DATASET RECORDS
start
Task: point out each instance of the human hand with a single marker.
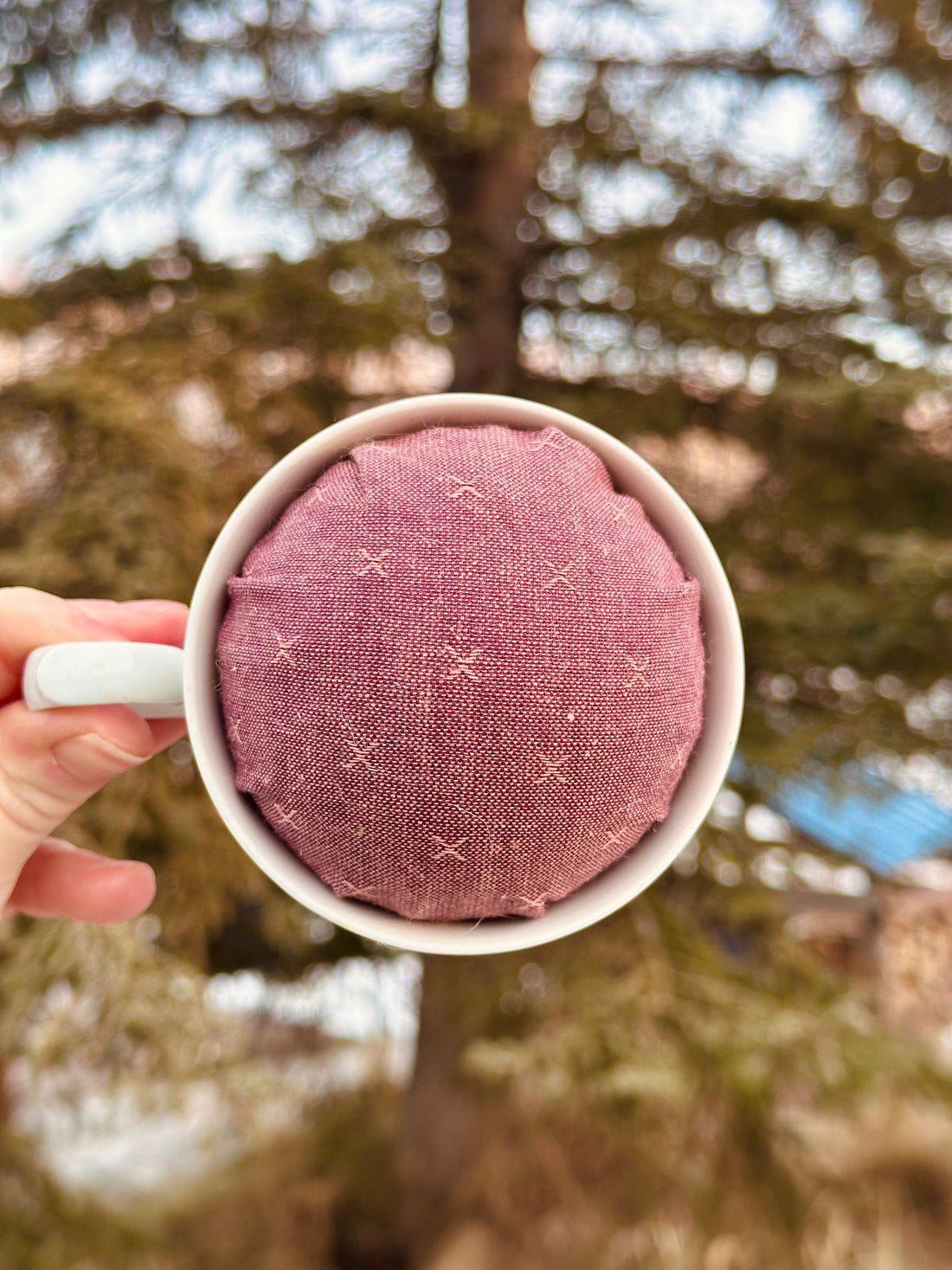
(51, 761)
end
start
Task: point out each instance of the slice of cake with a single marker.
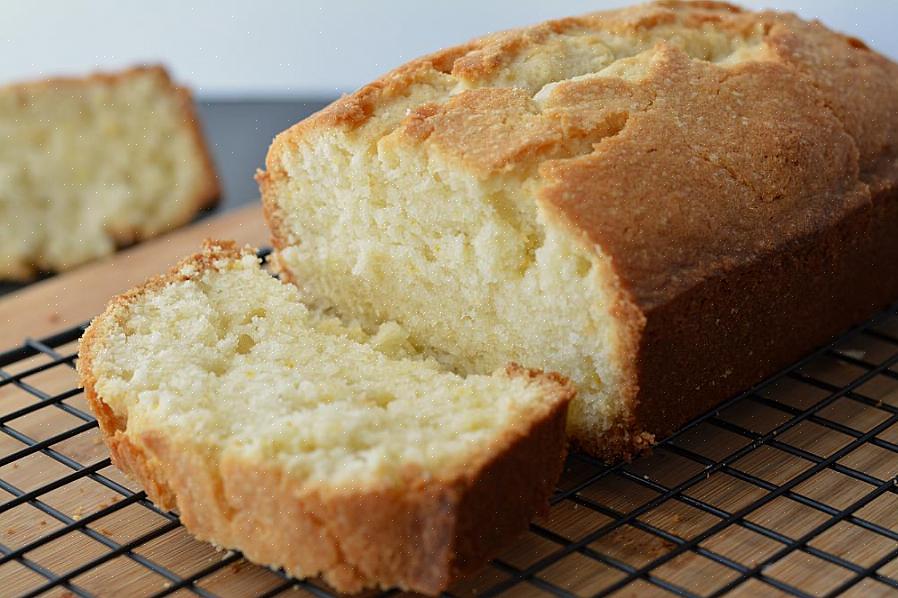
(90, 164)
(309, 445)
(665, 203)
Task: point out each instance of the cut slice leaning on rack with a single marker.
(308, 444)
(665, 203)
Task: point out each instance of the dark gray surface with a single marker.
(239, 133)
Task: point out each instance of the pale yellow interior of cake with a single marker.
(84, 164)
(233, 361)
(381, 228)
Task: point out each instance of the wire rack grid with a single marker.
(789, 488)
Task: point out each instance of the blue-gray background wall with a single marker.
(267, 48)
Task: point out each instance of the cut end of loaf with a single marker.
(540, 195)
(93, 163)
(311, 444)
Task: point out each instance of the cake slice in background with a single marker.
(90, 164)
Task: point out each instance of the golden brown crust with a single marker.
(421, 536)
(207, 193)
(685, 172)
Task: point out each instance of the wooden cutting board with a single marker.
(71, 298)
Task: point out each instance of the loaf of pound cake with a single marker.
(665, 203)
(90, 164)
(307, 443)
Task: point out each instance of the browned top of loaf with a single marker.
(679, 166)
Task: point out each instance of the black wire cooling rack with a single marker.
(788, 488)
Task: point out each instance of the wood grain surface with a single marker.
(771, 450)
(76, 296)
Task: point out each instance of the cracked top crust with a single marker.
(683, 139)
end
start
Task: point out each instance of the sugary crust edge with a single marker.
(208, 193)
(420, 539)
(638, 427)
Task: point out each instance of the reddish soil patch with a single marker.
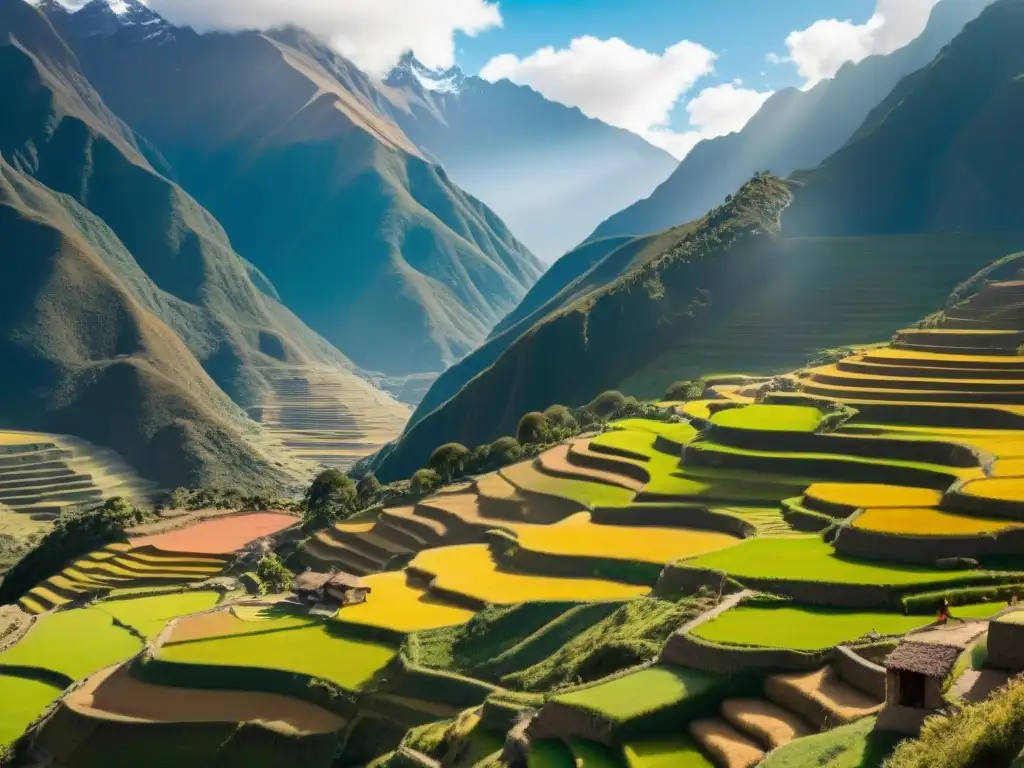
end
Show each line of the items above that contains the word "surface", matching its case exactly.

Task: point out each instance of the dark gray surface with a single marker.
Task: point out each instance of the wood grain surface with a single marker.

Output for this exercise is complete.